_Stored items_

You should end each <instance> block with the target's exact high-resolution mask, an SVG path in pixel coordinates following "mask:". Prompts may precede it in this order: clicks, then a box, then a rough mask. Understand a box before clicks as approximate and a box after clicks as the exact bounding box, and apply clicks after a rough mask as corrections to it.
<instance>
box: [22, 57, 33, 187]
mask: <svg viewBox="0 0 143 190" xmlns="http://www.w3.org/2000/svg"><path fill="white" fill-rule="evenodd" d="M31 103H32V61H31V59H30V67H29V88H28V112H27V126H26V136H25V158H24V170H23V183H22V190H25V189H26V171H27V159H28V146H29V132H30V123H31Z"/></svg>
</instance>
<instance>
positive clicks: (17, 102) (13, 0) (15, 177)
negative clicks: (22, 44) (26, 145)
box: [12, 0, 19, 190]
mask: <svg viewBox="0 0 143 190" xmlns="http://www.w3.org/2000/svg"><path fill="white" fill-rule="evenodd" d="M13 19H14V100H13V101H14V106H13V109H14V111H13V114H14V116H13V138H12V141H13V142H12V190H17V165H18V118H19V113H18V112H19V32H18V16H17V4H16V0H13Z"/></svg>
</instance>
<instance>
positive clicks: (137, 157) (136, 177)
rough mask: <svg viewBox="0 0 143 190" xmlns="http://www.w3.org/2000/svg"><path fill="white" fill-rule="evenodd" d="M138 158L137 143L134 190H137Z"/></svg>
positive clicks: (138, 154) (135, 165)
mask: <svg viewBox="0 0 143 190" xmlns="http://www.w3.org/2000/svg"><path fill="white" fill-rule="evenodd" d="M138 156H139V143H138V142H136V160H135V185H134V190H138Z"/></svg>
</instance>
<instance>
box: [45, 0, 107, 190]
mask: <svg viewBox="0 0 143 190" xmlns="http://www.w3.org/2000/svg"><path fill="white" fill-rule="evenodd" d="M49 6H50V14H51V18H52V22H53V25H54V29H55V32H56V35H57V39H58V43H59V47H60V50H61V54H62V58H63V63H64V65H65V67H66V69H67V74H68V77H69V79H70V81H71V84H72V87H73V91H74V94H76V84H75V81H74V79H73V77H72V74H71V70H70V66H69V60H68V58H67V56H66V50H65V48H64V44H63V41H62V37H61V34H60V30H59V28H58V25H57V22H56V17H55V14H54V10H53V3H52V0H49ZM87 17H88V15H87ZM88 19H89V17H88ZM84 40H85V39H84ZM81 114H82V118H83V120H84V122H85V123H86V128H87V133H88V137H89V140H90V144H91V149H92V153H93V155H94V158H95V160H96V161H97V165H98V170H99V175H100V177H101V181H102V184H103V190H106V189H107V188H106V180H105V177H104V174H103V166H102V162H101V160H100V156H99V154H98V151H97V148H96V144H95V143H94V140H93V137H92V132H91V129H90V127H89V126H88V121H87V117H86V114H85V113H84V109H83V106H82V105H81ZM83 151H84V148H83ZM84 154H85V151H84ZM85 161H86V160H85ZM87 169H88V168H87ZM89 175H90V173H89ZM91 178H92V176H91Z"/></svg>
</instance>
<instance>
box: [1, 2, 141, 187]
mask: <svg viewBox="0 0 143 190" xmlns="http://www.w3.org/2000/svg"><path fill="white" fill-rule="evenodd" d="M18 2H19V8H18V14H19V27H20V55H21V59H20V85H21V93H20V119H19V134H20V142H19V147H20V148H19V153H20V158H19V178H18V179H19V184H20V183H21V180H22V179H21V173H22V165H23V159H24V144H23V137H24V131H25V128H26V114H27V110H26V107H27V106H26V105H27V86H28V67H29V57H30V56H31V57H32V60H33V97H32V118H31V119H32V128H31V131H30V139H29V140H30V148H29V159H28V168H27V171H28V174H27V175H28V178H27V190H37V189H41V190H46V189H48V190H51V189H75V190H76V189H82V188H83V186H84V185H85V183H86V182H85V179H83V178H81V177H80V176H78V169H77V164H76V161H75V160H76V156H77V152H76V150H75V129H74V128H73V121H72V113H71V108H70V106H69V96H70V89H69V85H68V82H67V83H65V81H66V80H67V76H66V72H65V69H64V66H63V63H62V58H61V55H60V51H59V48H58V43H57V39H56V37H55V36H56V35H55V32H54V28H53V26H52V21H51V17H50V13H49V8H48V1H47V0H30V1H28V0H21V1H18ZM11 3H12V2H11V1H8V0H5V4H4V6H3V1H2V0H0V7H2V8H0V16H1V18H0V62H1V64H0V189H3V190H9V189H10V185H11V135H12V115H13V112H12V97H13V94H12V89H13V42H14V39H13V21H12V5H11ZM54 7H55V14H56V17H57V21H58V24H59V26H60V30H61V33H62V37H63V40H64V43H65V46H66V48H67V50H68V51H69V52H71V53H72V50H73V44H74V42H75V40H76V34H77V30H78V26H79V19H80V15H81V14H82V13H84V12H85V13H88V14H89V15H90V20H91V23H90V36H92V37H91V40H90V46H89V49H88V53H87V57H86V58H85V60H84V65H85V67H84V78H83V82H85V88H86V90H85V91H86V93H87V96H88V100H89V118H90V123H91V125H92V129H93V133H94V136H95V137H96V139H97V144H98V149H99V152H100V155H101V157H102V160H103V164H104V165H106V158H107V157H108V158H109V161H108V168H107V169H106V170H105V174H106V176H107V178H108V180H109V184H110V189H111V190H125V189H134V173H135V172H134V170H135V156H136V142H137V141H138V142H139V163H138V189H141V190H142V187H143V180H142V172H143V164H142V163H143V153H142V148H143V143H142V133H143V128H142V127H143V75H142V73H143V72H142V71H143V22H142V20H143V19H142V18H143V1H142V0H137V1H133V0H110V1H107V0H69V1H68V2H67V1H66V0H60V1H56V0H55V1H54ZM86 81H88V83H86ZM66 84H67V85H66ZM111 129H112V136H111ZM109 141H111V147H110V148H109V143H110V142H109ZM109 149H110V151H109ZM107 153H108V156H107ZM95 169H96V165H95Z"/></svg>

_HOW TO COMPLETE THIS TASK_
Without changing a word, print all of the entries above.

_EXPECTED OUTPUT_
You should end each <instance> block with the target's exact high-resolution mask, an SVG path in pixel coordinates following "mask:". Prompts may precede it in this order: clicks, then a box, then a rough mask. Understand a box before clicks as approximate and a box after clicks as the exact bounding box, and apply clicks after a rough mask as corrections to it.
<instance>
box: [22, 57, 33, 187]
mask: <svg viewBox="0 0 143 190" xmlns="http://www.w3.org/2000/svg"><path fill="white" fill-rule="evenodd" d="M31 103H32V61H31V59H30V67H29V88H28V112H27V126H26V136H25V158H24V170H23V183H22V190H25V189H26V171H27V159H28V146H29V132H30V123H31Z"/></svg>
</instance>
<instance>
positive clicks: (17, 102) (13, 0) (15, 177)
negative clicks: (22, 44) (26, 145)
box: [12, 0, 19, 190]
mask: <svg viewBox="0 0 143 190" xmlns="http://www.w3.org/2000/svg"><path fill="white" fill-rule="evenodd" d="M13 19H14V100H13V101H14V106H13V109H14V111H13V114H14V116H13V138H12V141H13V142H12V190H17V165H18V118H19V113H18V112H19V32H18V16H17V4H16V0H13Z"/></svg>
</instance>
<instance>
positive clicks: (137, 157) (136, 177)
rough mask: <svg viewBox="0 0 143 190" xmlns="http://www.w3.org/2000/svg"><path fill="white" fill-rule="evenodd" d="M138 158L137 143L134 190H137Z"/></svg>
positive clicks: (138, 154) (135, 165)
mask: <svg viewBox="0 0 143 190" xmlns="http://www.w3.org/2000/svg"><path fill="white" fill-rule="evenodd" d="M138 156H139V143H138V142H136V160H135V185H134V190H138Z"/></svg>
</instance>
<instance>
box: [45, 0, 107, 190]
mask: <svg viewBox="0 0 143 190" xmlns="http://www.w3.org/2000/svg"><path fill="white" fill-rule="evenodd" d="M49 6H50V14H51V18H52V22H53V25H54V29H55V32H56V35H57V39H58V43H59V47H60V50H61V54H62V58H63V63H64V65H65V67H66V69H67V74H68V77H69V79H70V81H71V84H72V87H73V91H74V94H76V84H75V81H74V79H73V77H72V74H71V70H70V66H69V60H68V58H67V56H66V50H65V48H64V44H63V41H62V37H61V34H60V30H59V28H58V25H57V22H56V17H55V14H54V10H53V3H52V0H49ZM87 17H88V15H87ZM88 19H89V17H88ZM84 40H85V39H84ZM81 114H82V118H83V120H84V122H85V123H86V128H87V133H88V137H89V140H90V144H91V149H92V153H93V155H94V158H95V160H96V161H97V165H98V170H99V175H100V177H101V181H102V184H103V190H106V189H107V188H106V180H105V177H104V174H103V166H102V162H101V160H100V156H99V154H98V151H97V148H96V144H95V143H94V140H93V137H92V132H91V129H90V127H89V126H88V121H87V117H86V114H85V113H84V109H83V106H82V105H81ZM83 151H84V148H83ZM84 154H85V151H84ZM85 161H86V160H85ZM87 169H88V168H87ZM89 175H90V173H89ZM91 178H92V176H91Z"/></svg>
</instance>
<instance>
box: [1, 2, 141, 187]
mask: <svg viewBox="0 0 143 190" xmlns="http://www.w3.org/2000/svg"><path fill="white" fill-rule="evenodd" d="M18 2H19V8H18V14H19V27H20V55H21V59H20V85H21V93H20V119H19V134H20V142H19V147H20V148H19V153H20V158H19V178H18V179H19V184H20V183H21V180H22V179H21V173H22V165H23V159H24V144H23V137H24V131H25V128H26V114H27V110H26V107H27V106H26V105H27V86H28V67H29V57H30V56H31V57H32V60H33V97H32V118H31V119H32V128H31V131H30V139H29V140H30V148H29V159H28V168H27V171H28V174H27V175H28V178H27V190H37V189H41V190H46V189H48V190H51V189H75V190H76V189H82V188H83V186H84V185H85V183H86V182H85V179H83V178H81V177H80V176H78V169H77V164H76V161H75V160H76V156H77V152H76V150H75V129H74V128H73V121H72V113H71V108H70V106H69V96H70V89H69V85H68V82H67V83H65V81H66V80H67V76H66V72H65V69H64V66H63V63H62V58H61V55H60V51H59V48H58V43H57V39H56V37H55V36H56V35H55V32H54V28H53V26H52V21H51V17H50V13H49V8H48V1H47V0H30V1H28V0H21V1H18ZM11 3H12V2H11V1H8V0H5V4H4V6H3V1H2V0H0V7H2V8H0V16H1V18H0V62H1V64H0V189H3V190H9V189H10V185H11V135H12V115H13V112H12V97H13V94H12V89H13V42H14V39H13V21H12V5H11ZM54 7H55V14H56V17H57V21H58V24H59V26H60V30H61V33H62V37H63V40H64V43H65V46H66V48H67V50H68V51H69V52H71V53H72V50H73V44H74V42H75V40H76V34H77V30H78V26H79V19H80V15H81V14H82V13H84V12H85V13H88V14H89V15H90V20H91V23H90V36H92V37H91V40H90V46H89V49H88V53H87V57H86V58H85V60H84V65H85V67H84V78H83V82H85V88H86V90H85V91H86V93H87V96H88V100H89V118H90V123H91V125H92V129H93V133H94V136H95V137H96V139H97V144H98V149H99V152H100V155H101V157H102V160H103V164H104V165H106V158H107V157H108V158H109V161H108V168H107V169H106V170H105V174H106V176H107V178H108V180H109V184H110V189H111V190H125V189H134V173H135V172H134V170H135V156H136V142H137V141H138V142H139V163H138V189H141V190H142V187H143V180H142V172H143V164H142V163H143V153H142V148H143V143H142V133H143V128H142V127H143V75H142V73H143V72H142V71H143V22H142V20H143V19H142V18H143V1H142V0H137V1H133V0H110V1H107V0H69V1H68V2H67V1H66V0H60V1H56V0H55V1H54ZM86 81H88V83H86ZM66 84H67V85H66ZM111 129H112V136H111ZM109 141H111V147H110V148H109V143H110V142H109ZM109 149H110V151H109ZM107 153H108V156H107ZM95 169H96V165H95Z"/></svg>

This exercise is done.